**Action item**
The data below should be retyped exactly, with the pictures left out.

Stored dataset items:
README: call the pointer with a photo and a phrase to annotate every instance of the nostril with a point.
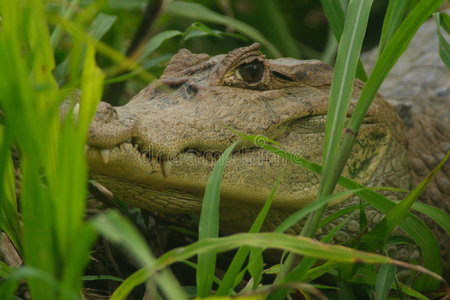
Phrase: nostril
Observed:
(106, 112)
(191, 89)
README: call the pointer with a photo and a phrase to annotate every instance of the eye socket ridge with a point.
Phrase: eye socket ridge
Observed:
(251, 72)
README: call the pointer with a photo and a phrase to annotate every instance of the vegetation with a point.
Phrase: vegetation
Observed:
(48, 49)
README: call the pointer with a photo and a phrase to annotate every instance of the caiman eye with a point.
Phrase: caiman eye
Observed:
(251, 72)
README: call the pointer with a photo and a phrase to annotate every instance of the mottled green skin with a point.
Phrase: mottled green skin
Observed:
(151, 163)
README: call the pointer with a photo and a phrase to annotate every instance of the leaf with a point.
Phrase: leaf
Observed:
(412, 225)
(235, 266)
(296, 244)
(395, 14)
(209, 223)
(101, 25)
(385, 279)
(336, 17)
(156, 41)
(437, 215)
(393, 218)
(121, 231)
(199, 12)
(443, 21)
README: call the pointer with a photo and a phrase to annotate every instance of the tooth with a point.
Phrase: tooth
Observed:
(105, 155)
(166, 167)
(76, 111)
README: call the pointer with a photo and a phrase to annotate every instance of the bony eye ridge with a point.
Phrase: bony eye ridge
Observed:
(251, 72)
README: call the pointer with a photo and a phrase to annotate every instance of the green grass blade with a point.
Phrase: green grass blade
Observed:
(235, 266)
(412, 225)
(303, 212)
(385, 279)
(443, 21)
(336, 17)
(296, 244)
(9, 218)
(119, 230)
(395, 14)
(156, 41)
(209, 223)
(393, 50)
(340, 95)
(304, 267)
(101, 25)
(392, 219)
(280, 32)
(67, 15)
(199, 12)
(437, 215)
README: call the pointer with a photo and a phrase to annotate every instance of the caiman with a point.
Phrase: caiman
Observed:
(157, 151)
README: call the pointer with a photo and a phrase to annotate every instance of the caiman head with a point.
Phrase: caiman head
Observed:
(158, 151)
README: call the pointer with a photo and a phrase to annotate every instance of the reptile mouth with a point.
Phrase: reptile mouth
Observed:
(158, 162)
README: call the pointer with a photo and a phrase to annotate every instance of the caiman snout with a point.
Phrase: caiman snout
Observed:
(109, 128)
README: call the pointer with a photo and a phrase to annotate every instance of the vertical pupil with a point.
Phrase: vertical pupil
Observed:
(252, 72)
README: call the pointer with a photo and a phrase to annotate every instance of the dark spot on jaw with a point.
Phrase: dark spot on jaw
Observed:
(282, 76)
(191, 90)
(300, 75)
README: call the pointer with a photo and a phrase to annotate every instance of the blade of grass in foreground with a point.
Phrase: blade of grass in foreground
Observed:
(392, 219)
(209, 224)
(395, 14)
(235, 266)
(385, 279)
(394, 48)
(336, 17)
(340, 95)
(412, 225)
(296, 244)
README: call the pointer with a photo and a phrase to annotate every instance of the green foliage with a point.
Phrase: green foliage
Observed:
(50, 49)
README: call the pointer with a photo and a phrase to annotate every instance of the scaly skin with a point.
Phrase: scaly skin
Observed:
(159, 149)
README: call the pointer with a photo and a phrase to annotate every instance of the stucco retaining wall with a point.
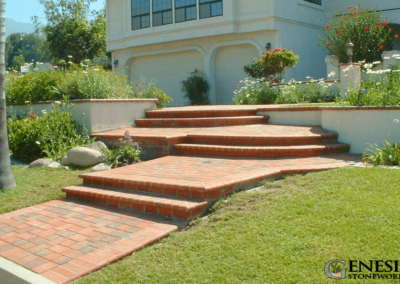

**Finished task**
README: call the pointer with a photo and a phrase to annotate every instance of the nostril with a point.
Phrase: nostril
Observed:
(106, 112)
(191, 89)
README: call the pointer with a photo and a phrase to annotate every instance of the eye socket ridge with a point.
Phrase: eye socket ridge
Observed:
(251, 72)
README: call the pointer with a photo and a phrase to annotate every instance of the vegetation with a point.
Phrase: vegetation
Observed:
(48, 49)
README: call the pointer with a photo and a phrase to annotate every instance of the caiman eye with a point.
Phrase: caiman eye
Observed:
(251, 72)
README: call the pointer with a photo and a phrase to annotate every instance of the mottled green skin with a point.
Phrase: mottled green skin
Observed:
(151, 163)
README: call the pointer with a photo and a phrase to annotate every instance of the leaf with a point.
Phrase: leaf
Observed:
(412, 225)
(235, 266)
(296, 244)
(395, 14)
(209, 223)
(101, 25)
(385, 279)
(336, 17)
(156, 41)
(437, 215)
(393, 218)
(121, 231)
(199, 12)
(443, 21)
README: call the pointer with a photo and a phrase to annotate every instance of the tooth with a point.
Phrase: tooth
Observed:
(105, 155)
(166, 167)
(76, 111)
README: call the pointer with a photo and a phrase to annotate every instance of the bony eye ridge with a point.
Phrase: bony eye ridge
Observed:
(251, 72)
README: call the pointer with a photo and a phrase to annotate every instance of the green grass blade with a point.
Phrase: green grass blade
Observed:
(235, 266)
(412, 225)
(303, 212)
(385, 279)
(443, 21)
(336, 17)
(296, 244)
(9, 218)
(119, 230)
(395, 14)
(156, 41)
(209, 223)
(393, 50)
(340, 95)
(304, 267)
(101, 25)
(392, 219)
(280, 32)
(67, 15)
(199, 12)
(437, 215)
README: call the pointer with a photo and a phrase to annotate every instance of the caiman with a point.
Phrase: caiman
Observed:
(157, 151)
README: call the pointer with a photo and a phrase to annotate every instance of the caiman head with a point.
Phrase: caiman head
Observed:
(158, 151)
README: call the pointer with a photo and a phrase to annotate every instance of the reptile mouth with a point.
Phrase: reptile mouth
Observed:
(158, 162)
README: call the pointer with a photo and a phrase to annotate every instance of the caiman snout with a point.
Phrase: caiman snout
Observed:
(109, 128)
README: call the pointer with a photo and a phrase to annotate every instance of the vertical pupil with a point.
Phrase: vertical pupil
Observed:
(252, 72)
README: call the pointer with a photo and a phrase to annotate every instance of the dark spot on jaw with a point.
Phrase: dark spot on jaw
Observed:
(282, 76)
(191, 90)
(300, 75)
README: call the pointer with a photo and a phrase to annotate every instance of the blade of grass in foreground with a point.
Phrase: blade of grass in foreground
Observed:
(392, 219)
(209, 224)
(395, 14)
(235, 266)
(385, 279)
(394, 48)
(336, 17)
(340, 95)
(412, 225)
(296, 244)
README: call the pointer with a photo and a phrase to annotate every instance of the green foliage with a point.
Phrase: green foliage
Observed:
(50, 49)
README: call the pointer with a photo and a phrase to annotate every instance of the scaly skin with a point.
Phrase: scaly skin
Observed:
(159, 149)
README: call the pointer with a photo and a phrase to annotate every instance of the stucco retaining wall with a point.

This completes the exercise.